Sri Aurobindo gives the solution of the mysterious and momentous happening at the origin of the universe: a gas belched out from some invisible fire. This places the “singularity” squarely in dimensions which must remain forever foreign to materialistic science, but without which Reality, including material reality, will never be explainable. For the “invisible fire” in question is not what is commonly understood as “fire,” it is Agni, the mystic fire of the Vedas “which is hymned as the upbuilder of the worlds, the secret Immortal in men and things.” It is the central Fire of Heraclitus, Pythagoras and the Stoics, “the heart of Zeus.” “In the Pythagorean cosmology the centre of the world is occupied by a fire (different from the Sun) around which orbit all the heavenly bodies (including the Sun), and that fire is connected with the godhead, Hestia, responsible for the movement of the world and for its organization. Here the fire occupies a central position and an organizing function …” (André Pichot)10 Sri Aurobindo, rediscoverer of the secret of the Veda, wrote: “It is a fact that Agni is the basis of forms, as the Sankhya pointed out long ago, i.e. the fiery principle in the three powers radiant, electric and gaseous (the Vedic trinity of Agni) is the agent in producing liquid and solid forms of what is called Matter.” 11
The Quantum Vacuum
Yet all this is a comment on the last two lines of our quotation. The previous lines are as revealing:
At first was laid a strange and anomalous base, A void, a cipher of some secret Whole, Where zero held infinity in its sum And All and Nothing were a single term, An eternal negative, a matrix Nought …
What Sri Aurobindo mentions here is “a strange and anomalous base” for the event that is to take place: the sudden appearance of a material universe. At the time he wrote this it was thought that nothing could precede the primal explosion. Russell Stannard, for instance, tries to explain: “The Big Bang did not take place at some well-defined point within an already existing space – like a terrorist bomb going off under a car in a particular street in a particular town. Before the Big Bang there was no space. It was the expansion of space itself, from ‘nothing,’ that was responsible for the phenomenon of the expansion of the universe.” 12 Here Sri Aurobindo names the indescribable making the appearance of matter possible, and in which we can discern two matters of special interest.
━━━━━━━━
Answer these questions from the cosmology excerpt:
1. What occupies the center of the world in the Pythagorean cosmology?
2. According to Russell Stannard, what was there before the Big Bang?
3. Which three powers make up the Vedic trinity of Agni?
The lines after this are separate material and not part of the excerpt.
━━━━━━━━
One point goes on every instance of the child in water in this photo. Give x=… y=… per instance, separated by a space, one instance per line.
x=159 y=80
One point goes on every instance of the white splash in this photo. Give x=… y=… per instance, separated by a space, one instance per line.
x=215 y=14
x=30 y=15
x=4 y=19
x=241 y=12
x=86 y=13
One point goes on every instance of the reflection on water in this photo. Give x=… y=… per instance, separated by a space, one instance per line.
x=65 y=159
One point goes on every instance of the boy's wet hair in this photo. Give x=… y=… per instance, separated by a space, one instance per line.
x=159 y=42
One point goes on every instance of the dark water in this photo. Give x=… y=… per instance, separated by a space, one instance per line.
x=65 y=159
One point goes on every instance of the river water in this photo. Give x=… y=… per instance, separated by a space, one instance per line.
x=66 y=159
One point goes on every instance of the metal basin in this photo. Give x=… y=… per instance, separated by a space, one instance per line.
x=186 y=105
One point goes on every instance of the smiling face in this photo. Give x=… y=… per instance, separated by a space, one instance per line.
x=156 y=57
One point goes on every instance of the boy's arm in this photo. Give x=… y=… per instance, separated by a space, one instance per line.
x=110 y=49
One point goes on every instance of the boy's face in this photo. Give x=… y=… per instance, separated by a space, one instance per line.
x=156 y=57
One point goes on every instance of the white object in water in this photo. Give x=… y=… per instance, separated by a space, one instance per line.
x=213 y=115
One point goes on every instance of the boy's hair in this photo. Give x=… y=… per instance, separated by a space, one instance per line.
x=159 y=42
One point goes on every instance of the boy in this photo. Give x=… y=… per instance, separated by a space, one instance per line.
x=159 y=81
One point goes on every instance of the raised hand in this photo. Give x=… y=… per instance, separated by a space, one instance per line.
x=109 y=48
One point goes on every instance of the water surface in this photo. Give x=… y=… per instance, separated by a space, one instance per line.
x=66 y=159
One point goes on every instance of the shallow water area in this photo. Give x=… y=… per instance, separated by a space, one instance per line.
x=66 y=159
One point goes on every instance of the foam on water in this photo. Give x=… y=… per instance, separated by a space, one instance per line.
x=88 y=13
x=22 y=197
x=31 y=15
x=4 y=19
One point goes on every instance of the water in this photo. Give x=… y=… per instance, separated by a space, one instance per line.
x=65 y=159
━━━━━━━━
**Solution for this exercise:**
1. A fire, different from the Sun, around which all the heavenly bodies orbit.
2. There was no space.
3. Radiant, electric and gaseous.